§ **What you will do**:
Go through the records, and copy each line in which the string "cumulus" is present.

· · · ·

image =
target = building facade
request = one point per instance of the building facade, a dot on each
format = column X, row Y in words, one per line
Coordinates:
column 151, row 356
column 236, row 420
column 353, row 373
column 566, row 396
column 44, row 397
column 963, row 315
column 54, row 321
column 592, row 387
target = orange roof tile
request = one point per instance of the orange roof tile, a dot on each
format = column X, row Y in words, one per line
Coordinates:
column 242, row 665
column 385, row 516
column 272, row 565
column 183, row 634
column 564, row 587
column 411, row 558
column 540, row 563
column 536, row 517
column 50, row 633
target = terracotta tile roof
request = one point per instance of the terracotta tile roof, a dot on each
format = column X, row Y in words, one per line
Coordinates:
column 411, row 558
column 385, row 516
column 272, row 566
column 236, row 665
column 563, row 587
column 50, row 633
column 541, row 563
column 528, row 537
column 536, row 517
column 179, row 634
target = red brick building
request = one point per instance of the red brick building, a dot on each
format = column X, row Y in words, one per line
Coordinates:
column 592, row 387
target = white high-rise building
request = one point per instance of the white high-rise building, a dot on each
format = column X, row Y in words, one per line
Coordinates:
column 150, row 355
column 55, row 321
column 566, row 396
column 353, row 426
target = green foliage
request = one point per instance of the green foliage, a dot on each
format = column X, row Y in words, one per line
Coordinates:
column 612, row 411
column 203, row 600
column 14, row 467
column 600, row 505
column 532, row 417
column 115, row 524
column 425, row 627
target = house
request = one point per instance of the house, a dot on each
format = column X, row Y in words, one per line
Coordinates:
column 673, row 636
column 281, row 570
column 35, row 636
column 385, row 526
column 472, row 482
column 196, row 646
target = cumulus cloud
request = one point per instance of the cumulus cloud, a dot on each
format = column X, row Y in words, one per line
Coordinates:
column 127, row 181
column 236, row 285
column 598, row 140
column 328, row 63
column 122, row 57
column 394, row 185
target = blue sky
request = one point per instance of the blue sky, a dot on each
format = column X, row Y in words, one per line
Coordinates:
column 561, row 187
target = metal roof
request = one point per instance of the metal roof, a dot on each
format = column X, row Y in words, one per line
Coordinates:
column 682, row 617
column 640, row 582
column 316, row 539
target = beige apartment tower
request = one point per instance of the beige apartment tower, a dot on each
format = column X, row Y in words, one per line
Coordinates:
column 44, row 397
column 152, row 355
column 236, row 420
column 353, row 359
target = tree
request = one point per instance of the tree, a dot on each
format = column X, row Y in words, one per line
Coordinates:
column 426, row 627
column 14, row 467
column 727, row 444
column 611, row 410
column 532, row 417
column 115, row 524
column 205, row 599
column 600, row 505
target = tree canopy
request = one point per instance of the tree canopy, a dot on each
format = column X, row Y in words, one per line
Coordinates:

· · · ·

§ **Answer area**:
target = cumulus cloud
request = one point per instance of the cumulus cloud, a dot on each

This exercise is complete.